(Stored data)
• • • • • • •

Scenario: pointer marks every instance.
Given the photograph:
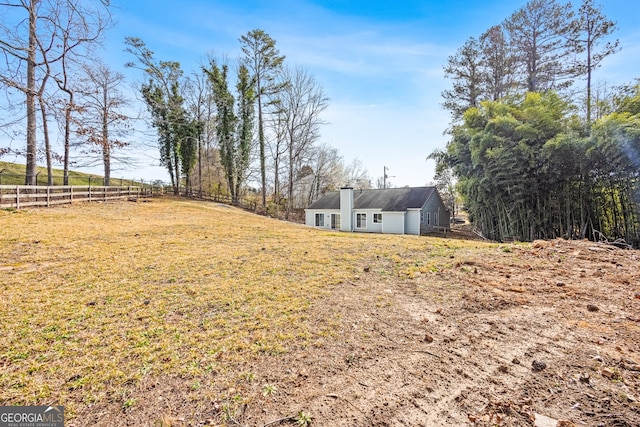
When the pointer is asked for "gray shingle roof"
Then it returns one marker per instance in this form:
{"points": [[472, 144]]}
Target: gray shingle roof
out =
{"points": [[388, 200]]}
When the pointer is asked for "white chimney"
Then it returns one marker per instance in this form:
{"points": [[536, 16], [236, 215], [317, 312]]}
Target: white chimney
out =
{"points": [[346, 209]]}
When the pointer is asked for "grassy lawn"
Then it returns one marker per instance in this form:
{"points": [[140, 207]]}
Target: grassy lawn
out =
{"points": [[13, 174], [94, 298]]}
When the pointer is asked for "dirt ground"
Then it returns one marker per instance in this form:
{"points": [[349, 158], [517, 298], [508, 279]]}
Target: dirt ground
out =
{"points": [[546, 334], [551, 331]]}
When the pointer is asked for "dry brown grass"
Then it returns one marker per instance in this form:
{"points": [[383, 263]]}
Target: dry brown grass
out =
{"points": [[97, 297]]}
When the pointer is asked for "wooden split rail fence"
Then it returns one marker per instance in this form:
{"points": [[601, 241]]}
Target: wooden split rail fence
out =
{"points": [[21, 196]]}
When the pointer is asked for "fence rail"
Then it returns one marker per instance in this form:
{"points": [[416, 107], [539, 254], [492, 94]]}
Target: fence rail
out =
{"points": [[21, 196]]}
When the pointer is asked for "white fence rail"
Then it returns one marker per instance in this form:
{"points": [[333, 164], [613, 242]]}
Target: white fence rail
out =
{"points": [[22, 196]]}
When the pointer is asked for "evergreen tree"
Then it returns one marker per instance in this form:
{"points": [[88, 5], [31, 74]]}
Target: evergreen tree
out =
{"points": [[264, 61], [587, 32]]}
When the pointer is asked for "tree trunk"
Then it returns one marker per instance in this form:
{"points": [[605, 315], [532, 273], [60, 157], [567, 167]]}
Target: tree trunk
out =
{"points": [[30, 173], [47, 142]]}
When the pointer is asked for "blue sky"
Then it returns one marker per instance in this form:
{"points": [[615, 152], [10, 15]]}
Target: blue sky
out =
{"points": [[380, 63]]}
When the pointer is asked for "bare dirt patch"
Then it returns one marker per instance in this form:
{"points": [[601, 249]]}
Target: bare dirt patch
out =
{"points": [[401, 330]]}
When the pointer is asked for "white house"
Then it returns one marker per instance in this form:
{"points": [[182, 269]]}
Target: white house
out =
{"points": [[414, 210]]}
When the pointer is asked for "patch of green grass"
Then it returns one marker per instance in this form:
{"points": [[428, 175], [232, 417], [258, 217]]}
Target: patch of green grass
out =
{"points": [[100, 297]]}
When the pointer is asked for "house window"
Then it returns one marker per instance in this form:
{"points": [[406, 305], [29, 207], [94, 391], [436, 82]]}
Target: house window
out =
{"points": [[361, 220]]}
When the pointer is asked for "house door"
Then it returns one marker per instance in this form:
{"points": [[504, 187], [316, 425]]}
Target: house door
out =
{"points": [[335, 221]]}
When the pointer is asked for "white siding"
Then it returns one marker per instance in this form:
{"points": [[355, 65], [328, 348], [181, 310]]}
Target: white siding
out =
{"points": [[310, 217], [412, 222], [393, 222], [347, 217]]}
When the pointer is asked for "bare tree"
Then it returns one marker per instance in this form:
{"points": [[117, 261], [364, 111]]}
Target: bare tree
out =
{"points": [[303, 101], [32, 40], [103, 122]]}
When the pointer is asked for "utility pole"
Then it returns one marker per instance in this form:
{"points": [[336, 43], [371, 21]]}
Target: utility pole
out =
{"points": [[385, 176]]}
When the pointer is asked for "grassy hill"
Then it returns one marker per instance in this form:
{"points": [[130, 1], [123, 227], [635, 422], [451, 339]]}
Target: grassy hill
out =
{"points": [[182, 313], [13, 174]]}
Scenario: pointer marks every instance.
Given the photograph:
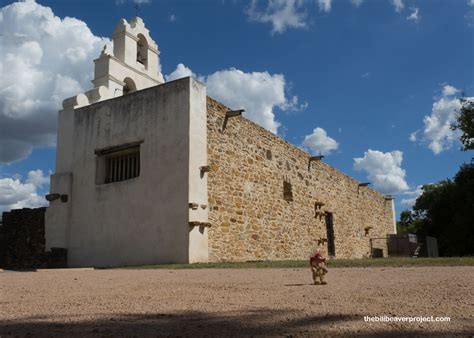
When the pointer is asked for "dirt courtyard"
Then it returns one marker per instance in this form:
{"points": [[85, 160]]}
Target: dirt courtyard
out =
{"points": [[217, 302]]}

• • • • • • •

▸ What to do: From the items above, pick out and copy every line that contains the string "lawn", treating uppercase and lowercase as different.

▸ Response below:
When the pointer is asked for "grassy lawn"
Target: grassy lawn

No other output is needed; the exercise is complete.